Aim:
List every line of the data below that contains the word "wooden", treating uppercase and lowercase letters as different.

[Data held in a dataset]
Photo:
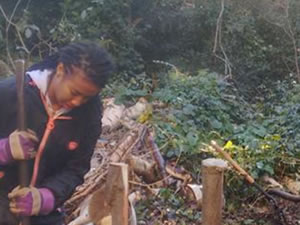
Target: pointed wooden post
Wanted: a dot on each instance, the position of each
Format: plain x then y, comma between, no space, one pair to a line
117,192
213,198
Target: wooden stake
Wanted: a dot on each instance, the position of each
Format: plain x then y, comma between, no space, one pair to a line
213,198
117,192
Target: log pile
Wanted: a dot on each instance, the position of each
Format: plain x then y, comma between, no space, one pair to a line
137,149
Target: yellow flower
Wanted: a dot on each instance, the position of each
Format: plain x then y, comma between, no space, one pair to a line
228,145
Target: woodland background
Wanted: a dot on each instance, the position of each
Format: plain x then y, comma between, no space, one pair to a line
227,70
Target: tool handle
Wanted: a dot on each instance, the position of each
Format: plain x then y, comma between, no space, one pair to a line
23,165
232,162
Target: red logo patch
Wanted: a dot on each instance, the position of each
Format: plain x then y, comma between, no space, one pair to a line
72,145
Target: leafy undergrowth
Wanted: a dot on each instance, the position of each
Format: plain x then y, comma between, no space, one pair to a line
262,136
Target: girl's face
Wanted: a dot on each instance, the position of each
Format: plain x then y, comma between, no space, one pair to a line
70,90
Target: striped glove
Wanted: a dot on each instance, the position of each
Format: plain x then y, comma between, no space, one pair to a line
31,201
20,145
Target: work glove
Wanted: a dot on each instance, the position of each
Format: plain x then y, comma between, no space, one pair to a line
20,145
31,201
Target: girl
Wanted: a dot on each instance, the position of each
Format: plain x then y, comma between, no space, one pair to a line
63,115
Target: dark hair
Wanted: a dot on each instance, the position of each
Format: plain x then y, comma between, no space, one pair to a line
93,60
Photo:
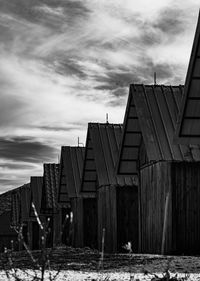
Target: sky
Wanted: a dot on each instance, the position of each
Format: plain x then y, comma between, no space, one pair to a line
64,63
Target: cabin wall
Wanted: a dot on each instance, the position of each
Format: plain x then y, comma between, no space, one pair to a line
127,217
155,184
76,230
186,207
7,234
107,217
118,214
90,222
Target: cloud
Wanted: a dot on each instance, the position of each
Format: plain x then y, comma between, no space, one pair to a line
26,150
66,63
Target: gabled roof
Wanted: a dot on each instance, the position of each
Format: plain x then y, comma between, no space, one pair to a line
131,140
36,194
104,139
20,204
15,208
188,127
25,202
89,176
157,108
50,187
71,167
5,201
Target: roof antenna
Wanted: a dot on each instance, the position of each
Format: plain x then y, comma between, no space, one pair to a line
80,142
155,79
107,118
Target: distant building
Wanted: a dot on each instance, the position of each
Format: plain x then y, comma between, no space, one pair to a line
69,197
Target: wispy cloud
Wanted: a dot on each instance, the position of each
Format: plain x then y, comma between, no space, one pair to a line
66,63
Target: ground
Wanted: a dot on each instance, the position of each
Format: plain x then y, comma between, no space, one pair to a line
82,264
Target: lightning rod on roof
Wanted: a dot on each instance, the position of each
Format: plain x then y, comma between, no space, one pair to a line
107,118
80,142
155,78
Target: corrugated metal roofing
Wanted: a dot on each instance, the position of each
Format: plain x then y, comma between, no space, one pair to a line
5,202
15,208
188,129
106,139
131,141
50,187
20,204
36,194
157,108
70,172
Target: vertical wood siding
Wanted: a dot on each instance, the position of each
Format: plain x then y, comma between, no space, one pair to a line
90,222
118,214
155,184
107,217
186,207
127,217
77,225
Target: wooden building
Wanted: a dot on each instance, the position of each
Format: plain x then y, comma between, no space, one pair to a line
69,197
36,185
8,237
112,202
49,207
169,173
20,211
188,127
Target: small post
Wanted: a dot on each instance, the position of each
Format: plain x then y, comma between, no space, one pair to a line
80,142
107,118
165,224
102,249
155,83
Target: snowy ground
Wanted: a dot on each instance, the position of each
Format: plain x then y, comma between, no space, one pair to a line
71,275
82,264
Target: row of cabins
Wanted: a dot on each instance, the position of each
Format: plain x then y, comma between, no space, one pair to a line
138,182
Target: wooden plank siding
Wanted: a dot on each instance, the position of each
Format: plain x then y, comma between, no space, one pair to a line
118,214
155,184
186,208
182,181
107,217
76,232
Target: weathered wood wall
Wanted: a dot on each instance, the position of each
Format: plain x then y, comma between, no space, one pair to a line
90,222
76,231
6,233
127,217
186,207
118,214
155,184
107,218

==

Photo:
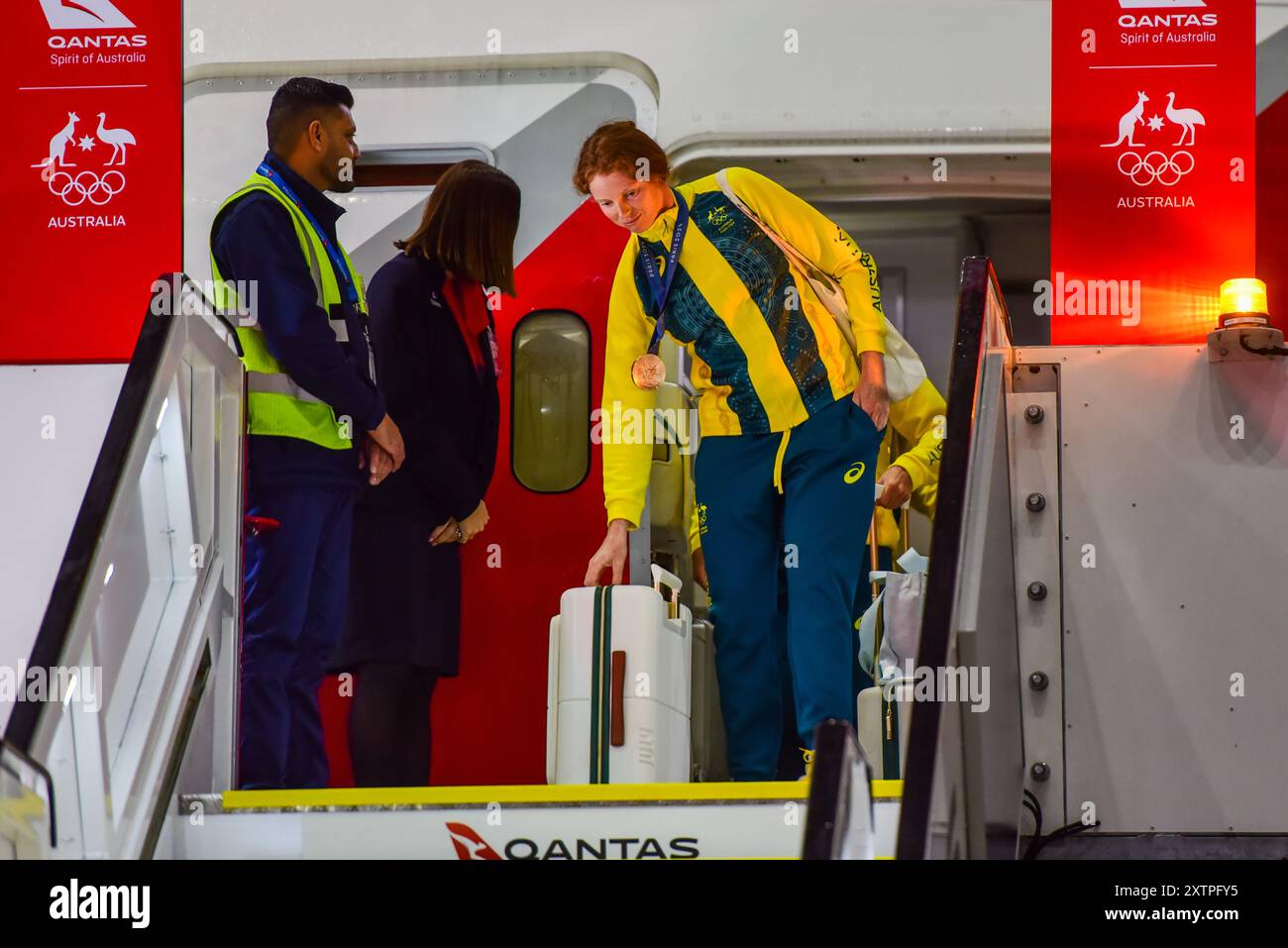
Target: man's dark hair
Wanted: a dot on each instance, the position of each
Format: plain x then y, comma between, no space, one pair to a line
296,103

Exercise answer:
Target: pointed wooden post
Target: wooden stake
Target: wooden building
Target: wooden plank siding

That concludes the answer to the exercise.